Stated task 1 >>
According to the Turnigy 9x post, why is the battery mod almost a must? Answer in one to three sentences.

Sunday, May 13, 2012

Turnigy 9x TX Mods

The Turnigy 9x is a great beginner TX, but it definitely needs some adjustments to make it better. I first added a reliable battery, then fixed the trainer mode, and finally, put the er9x firmware on it.

Battery Mod
This is almost a must do because the stock AA holder is very unreliable and can become disconnected during flight(yikes, quad on the loose...). I've seen two main fixes for this; Li-Ion batteries, or Li-Fe/Po transmitter packs.


Trainer Mode Fix
I did this mod so that i don't have to unplug the transmitter module in the TX every time I want to do trainer mode or use the 9x for a simulator.
First, take out all the screws in the back of the case 
and unplug the cable connecting the two halves.
Look at the back half and find the trace pointed to in the picture.
Cut the trace with an knife and make sure that it is cut with a multimeter. Now, you have two options; you can put a 1k resistor in between the two blue circled solder points, or, you can scrape off the light green part   above and below the trace until you hit copper, and then solder the 1k resistor on the two scraped off places.
Done!


er9x Firmware
This mod replaces the stock Turnigy firmware and replaces it with the er9x firmware which has way more features, and maybe even the best part; it disables the beeper if you want! This requires a AVR ISP of some sort; i used a Arduino, but those other fancy ones work too :). You''ll obviously need to crack open your case, so you might as well do the trainer mode fix at the same time.

Available data >>

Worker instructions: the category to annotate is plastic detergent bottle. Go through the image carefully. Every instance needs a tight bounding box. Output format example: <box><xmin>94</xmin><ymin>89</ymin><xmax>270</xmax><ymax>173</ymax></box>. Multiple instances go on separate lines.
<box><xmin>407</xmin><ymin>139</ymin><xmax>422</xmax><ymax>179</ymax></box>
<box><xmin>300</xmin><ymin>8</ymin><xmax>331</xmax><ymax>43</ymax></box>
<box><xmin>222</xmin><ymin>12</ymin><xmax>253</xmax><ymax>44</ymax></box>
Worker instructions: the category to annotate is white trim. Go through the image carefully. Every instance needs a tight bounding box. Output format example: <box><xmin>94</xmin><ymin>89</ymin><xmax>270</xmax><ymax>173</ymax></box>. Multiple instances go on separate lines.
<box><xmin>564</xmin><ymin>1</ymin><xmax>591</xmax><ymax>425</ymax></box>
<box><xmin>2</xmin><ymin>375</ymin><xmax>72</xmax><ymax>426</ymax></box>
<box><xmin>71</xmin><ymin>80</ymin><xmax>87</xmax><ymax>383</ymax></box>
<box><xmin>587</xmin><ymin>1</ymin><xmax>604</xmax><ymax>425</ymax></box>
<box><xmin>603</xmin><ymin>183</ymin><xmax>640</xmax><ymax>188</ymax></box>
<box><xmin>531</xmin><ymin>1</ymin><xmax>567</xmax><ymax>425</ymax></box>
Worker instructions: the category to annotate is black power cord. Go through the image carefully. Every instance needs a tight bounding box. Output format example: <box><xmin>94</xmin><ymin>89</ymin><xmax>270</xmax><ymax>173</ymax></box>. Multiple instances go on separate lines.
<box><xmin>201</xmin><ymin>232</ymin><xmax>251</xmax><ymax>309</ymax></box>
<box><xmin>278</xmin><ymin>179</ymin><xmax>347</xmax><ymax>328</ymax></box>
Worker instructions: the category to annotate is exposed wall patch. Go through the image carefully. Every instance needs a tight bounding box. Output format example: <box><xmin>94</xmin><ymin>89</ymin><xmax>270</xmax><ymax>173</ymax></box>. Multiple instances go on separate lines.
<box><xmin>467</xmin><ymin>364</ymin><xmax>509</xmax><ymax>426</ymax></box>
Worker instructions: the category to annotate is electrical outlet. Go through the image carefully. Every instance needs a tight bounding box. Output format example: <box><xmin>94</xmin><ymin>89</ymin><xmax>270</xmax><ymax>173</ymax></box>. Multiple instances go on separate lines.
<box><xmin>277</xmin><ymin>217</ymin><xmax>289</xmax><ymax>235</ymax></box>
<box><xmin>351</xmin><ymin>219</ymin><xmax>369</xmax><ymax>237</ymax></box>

Stated task 2 >>
Swap "electrical outlet" for "wall socket" in the records, from the line with "Worker instructions: the category to annotate is white" through the end of the records, and give those lines with nothing else changed.

Final answer 1 >>
The stock AA holder is very unreliable. It can become disconnected during flight, which could leave a quad on the loose.

Final answer 2 >>
Worker instructions: the category to annotate is white trim. Go through the image carefully. Every instance needs a tight bounding box. Output format example: <box><xmin>94</xmin><ymin>89</ymin><xmax>270</xmax><ymax>173</ymax></box>. Multiple instances go on separate lines.
<box><xmin>564</xmin><ymin>1</ymin><xmax>591</xmax><ymax>425</ymax></box>
<box><xmin>2</xmin><ymin>375</ymin><xmax>72</xmax><ymax>426</ymax></box>
<box><xmin>71</xmin><ymin>80</ymin><xmax>87</xmax><ymax>383</ymax></box>
<box><xmin>587</xmin><ymin>1</ymin><xmax>604</xmax><ymax>425</ymax></box>
<box><xmin>603</xmin><ymin>183</ymin><xmax>640</xmax><ymax>188</ymax></box>
<box><xmin>531</xmin><ymin>1</ymin><xmax>567</xmax><ymax>425</ymax></box>
Worker instructions: the category to annotate is black power cord. Go through the image carefully. Every instance needs a tight bounding box. Output format example: <box><xmin>94</xmin><ymin>89</ymin><xmax>270</xmax><ymax>173</ymax></box>. Multiple instances go on separate lines.
<box><xmin>201</xmin><ymin>232</ymin><xmax>251</xmax><ymax>309</ymax></box>
<box><xmin>278</xmin><ymin>179</ymin><xmax>347</xmax><ymax>328</ymax></box>
Worker instructions: the category to annotate is exposed wall patch. Go through the image carefully. Every instance needs a tight bounding box. Output format example: <box><xmin>94</xmin><ymin>89</ymin><xmax>270</xmax><ymax>173</ymax></box>. Multiple instances go on separate lines.
<box><xmin>467</xmin><ymin>364</ymin><xmax>509</xmax><ymax>426</ymax></box>
Worker instructions: the category to annotate is wall socket. Go through the image carefully. Every instance needs a tight bounding box. Output format example: <box><xmin>94</xmin><ymin>89</ymin><xmax>270</xmax><ymax>173</ymax></box>. Multiple instances go on separate lines.
<box><xmin>277</xmin><ymin>217</ymin><xmax>289</xmax><ymax>235</ymax></box>
<box><xmin>351</xmin><ymin>219</ymin><xmax>369</xmax><ymax>237</ymax></box>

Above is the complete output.